Instrução escrita a:
Responda com base na crônica:
(i) Quantos anos tinha o adolescente?
(ii) Segundo a assistente social, onde estava o objeto que ele levou ao fórum?
(iii) Quando foi feita a entrevista com ele no Cense?

Trecho fornecido:
------------------------------------------------------------
Crônica: “Fui ao fórum para matar o juiz que me prendeu”

“Fui ao fórum para matar o juiz que me prendeu”. Exatamente assim afirmou o adolescente, de 16 anos, condenado pela prática de ato infracional (quando o crime é praticado por menores de idade) bastante grave. O relato foi recebido pela assistente social do Centro Socioeducativo (Cense), uma espécie de presídios para menores, para onde foi transferido após audiência ocorrida no fórum.

Crônica Fui ao fórum para matar o juiz que me prendeu

A informação me foi repassada pela própria assistente social, por telefone. “É urgente doutor. Ela pediu para falar com o senhor agora mesmo sem falta” informou a estagiária que me repassou a ligação.

Ao atender, logo ouvi da profissional que trabalhava no Cense: “Doutor, o Alexandro comentou que estava com um objeto no tênis, e que conseguiu levar no fórum mesmo após a revista pessoal. Era o dia da audiência dele, e segundo a entrevista que fiz na sua admissão a intenção era mesmo matar o senhor”. Agradeci o aviso, afinal além da própria segurança, há uma preocupação com todos que trabalham no fórum, com o público que circula para os atendimentos e audiências.

“Mas não é só isso doutor! Eu estou ligando porque ele fugiu do Cense” disse em fala acelerada. Novamente agradeci e perguntei o horário que havia acontecido a fuga, já calculando mentalmente o tempo que levaria de deslocamento do Cense até a cidade onde eu trabalhava na época, para que pudesse avisar a segurança do fórum e a Polícia Militar em tempo de reforçar os cuidados. “Então doutor, foi na semana passada”, completou a assistente social, alertando que ele já estava em fuga há vários dias.

“E a entrevista quando foi?” Perguntei já bastante incomodado com a desídia da servidora. “Foi no começo do mês passado, no dia que ele ingressou aqui na instituição” destacou com voz mais embargada, procurando explicar o inexplicável, o não aviso em tempo, o que por certo era de qualquer modo injustificável.
------------------------------------------------------------
Linhas da tarefa:
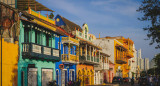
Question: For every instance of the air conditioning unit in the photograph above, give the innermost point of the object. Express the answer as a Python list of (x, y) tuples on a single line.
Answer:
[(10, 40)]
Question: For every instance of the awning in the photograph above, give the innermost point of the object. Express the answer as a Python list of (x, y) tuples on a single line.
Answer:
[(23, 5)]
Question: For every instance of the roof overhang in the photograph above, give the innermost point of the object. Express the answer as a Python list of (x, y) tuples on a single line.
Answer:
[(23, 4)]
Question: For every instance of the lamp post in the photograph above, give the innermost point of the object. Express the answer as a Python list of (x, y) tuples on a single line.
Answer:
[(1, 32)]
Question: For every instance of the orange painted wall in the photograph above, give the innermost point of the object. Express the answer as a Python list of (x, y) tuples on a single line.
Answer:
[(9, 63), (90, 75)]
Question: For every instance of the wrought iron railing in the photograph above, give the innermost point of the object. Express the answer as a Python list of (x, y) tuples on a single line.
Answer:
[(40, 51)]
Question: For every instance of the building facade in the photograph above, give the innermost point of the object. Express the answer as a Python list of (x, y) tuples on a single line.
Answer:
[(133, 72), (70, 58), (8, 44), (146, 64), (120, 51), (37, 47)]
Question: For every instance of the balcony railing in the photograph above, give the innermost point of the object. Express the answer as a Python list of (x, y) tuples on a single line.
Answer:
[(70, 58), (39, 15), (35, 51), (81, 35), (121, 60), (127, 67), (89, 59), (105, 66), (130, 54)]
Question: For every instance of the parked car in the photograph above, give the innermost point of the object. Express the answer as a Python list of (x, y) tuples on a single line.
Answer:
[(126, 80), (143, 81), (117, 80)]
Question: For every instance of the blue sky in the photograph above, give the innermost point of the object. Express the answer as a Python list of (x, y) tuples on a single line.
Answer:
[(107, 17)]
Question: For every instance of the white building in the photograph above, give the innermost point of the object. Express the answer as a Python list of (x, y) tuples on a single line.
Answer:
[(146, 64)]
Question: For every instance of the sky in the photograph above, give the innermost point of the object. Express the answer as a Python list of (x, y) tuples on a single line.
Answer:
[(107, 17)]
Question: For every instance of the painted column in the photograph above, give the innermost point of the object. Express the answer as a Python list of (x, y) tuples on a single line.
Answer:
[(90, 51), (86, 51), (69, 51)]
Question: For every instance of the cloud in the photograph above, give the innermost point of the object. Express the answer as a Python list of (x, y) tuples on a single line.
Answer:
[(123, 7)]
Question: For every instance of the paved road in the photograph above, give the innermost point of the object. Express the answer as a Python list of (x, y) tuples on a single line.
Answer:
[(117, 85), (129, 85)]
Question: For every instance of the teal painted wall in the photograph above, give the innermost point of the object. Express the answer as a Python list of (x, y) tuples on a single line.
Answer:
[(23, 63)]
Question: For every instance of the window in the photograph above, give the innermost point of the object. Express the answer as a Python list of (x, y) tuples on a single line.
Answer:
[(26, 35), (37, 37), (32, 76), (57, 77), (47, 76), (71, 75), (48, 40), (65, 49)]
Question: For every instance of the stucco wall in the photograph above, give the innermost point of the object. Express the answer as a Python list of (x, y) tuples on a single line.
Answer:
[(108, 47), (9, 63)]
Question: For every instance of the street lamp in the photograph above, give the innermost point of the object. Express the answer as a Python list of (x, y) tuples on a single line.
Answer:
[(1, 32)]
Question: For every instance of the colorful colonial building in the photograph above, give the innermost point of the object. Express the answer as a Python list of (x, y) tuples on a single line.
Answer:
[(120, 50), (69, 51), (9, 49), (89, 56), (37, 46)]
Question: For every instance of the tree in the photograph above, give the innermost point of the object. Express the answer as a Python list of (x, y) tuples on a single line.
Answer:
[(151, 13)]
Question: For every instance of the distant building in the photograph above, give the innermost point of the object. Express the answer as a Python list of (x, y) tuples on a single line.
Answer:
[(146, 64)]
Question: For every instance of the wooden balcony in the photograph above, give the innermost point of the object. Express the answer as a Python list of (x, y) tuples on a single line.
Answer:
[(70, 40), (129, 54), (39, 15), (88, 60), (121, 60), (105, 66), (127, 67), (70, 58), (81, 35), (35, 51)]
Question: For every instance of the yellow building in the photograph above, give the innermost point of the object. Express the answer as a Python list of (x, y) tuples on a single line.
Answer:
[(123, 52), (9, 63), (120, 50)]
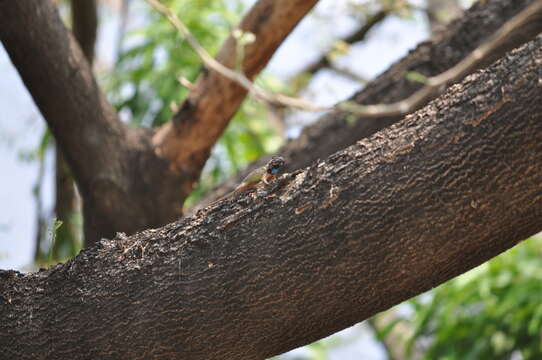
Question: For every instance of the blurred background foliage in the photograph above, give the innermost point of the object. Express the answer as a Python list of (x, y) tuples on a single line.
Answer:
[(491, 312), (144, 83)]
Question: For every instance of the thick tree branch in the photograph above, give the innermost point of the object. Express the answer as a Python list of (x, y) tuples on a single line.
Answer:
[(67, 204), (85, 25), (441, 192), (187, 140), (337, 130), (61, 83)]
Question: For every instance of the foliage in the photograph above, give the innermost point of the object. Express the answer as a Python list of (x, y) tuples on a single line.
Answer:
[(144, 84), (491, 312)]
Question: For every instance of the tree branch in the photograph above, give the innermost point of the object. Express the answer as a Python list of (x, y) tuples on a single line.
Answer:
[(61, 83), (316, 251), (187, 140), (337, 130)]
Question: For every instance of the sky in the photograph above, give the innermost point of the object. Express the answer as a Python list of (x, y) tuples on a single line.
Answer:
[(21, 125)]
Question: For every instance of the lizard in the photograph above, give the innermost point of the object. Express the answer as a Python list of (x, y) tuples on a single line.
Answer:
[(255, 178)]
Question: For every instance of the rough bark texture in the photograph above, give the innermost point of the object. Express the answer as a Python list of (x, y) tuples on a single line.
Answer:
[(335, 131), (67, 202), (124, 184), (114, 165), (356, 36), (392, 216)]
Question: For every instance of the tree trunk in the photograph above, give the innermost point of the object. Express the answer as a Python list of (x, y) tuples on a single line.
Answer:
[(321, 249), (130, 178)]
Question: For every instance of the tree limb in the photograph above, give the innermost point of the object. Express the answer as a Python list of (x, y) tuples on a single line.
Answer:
------------------------------------------------------------
Instrução escrita b:
Identifique e copie cada uma das linhas acima que contenha a palavra "railing". Maiúsculas e minúsculas contam.

Resposta completa a:
(i) 16 anos.
(ii) No tênis.
(iii) No começo do mês passado, no dia em que ele ingressou na instituição.

Resposta completa b:
Question: For every instance of the wrought iron railing in the photograph above, give the innermost point of the object. Express the answer as a Python list of (x, y) tuples on a single line.
Question: For every instance of the balcony railing in the photograph above, give the innermost point of the object. Express the answer as a Python list of (x, y) tuples on a single line.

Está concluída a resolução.